Your goal:
In the passage below about Stanley Payne's books on the Spanish Civil War, transcribe word for word the part that begins with the words containing "If so, then" and ends with "brutalisation or starvation.".

Excerpt to read:
[Start of Attachment]

If so, then any of Stanley Payne's books on the Spanish Civil War are exactly what you have been waiting for. Stanley has no time for those silly complexities regarding the breakdown of political democracy or the aspirations of millions to allow themselves and their children to live without fear of brutalisation or starvation.

In Stanley Payne we have a historian brave enough to reveal the true victims of the Civil War: the Church, the army, the monarchists and the right wing forces of law and order. That's right, the Republic and its pesky democratic reforms and egalitarian policies were responsible for driving these moderate and reasonable citizens of law and order into doing the only reasonable thing: staging a perfectly reasonable and bloody military coup against the democratically elected government; reasonably sieging and bombing tens of thousands of civilians in every major city; committing numerous reasonable massacres of occupied villages and towns; allying with reasonable people like Hitler and Mussolini to supress your own population; setting up a reasonable military dictatorship that continued its atrocities many decades into the post-war era; and doing everything to remove any reasonable historical trace of your victims and political opponents.

Thank you Professor Payne. Before reading your book I was misinformed in thinking that General Franco's coup that led to the deaths of more than 500,000 people and several decades of oppressive dictatorship was a terrible tragedy. Now I know that he was not entirely a fascist… because fascism is actually about anti-capitalism. I learned that Spain had some fairly decent economic years in the post-war era under Franco (that witnessed an economic boom in almost every Western European country). I was pleased to hear that Franco was really just a reasonable man who thought it best to take a very long and cautious route towards Western capitalist democracy. Ok, it did over four decades of meticulous dictatorial preparation, but democracy came in the end… Yeah, ok… after Franco died… But it was still really thanks to Franco… and not those republicans and democrats who spent their lives fighting against him."

[End of Attachment]

Information supplied:
[Start of Attachment]

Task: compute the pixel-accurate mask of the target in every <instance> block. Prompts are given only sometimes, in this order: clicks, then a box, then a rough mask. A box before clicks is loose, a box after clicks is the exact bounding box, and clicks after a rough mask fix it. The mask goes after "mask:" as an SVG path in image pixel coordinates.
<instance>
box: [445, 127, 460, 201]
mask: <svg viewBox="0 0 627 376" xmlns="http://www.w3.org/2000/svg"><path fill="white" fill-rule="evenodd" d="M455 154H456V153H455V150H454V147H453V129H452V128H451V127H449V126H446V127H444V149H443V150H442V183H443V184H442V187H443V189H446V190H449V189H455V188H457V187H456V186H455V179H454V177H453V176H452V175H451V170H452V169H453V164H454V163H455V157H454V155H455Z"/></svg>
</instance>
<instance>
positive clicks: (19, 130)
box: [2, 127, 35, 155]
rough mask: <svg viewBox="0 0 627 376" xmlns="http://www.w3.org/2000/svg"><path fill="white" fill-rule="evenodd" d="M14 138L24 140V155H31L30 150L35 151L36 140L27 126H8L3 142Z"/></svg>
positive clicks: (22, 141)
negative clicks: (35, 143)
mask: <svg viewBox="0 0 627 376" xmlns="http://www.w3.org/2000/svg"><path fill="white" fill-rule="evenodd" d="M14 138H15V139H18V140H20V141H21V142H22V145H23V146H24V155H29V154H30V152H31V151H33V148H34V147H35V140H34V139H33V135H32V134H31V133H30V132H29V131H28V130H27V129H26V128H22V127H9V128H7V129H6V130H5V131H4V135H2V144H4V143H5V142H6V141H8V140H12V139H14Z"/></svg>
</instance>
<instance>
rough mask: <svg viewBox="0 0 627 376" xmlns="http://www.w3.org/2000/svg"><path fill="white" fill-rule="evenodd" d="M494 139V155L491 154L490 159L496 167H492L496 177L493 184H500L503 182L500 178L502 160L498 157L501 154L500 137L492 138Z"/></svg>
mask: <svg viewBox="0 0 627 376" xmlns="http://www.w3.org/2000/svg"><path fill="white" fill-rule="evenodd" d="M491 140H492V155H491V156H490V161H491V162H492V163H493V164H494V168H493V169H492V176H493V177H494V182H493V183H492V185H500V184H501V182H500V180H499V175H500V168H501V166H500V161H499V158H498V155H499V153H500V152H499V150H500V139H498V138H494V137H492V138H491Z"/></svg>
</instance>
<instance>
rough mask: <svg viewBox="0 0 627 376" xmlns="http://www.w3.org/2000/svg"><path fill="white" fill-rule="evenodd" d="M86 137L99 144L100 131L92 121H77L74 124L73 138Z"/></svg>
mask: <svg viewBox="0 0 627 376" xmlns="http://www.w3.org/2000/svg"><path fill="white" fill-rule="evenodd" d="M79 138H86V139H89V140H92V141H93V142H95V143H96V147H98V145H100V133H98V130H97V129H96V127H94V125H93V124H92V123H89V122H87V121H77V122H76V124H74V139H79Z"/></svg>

[End of Attachment]

Problem solution:
If so, then any of Stanley Payne's books on the Spanish Civil War are exactly what you have been waiting for. Stanley has no time for those silly complexities regarding the breakdown of political democracy or the aspirations of millions to allow themselves and their children to live without fear of brutalisation or starvation.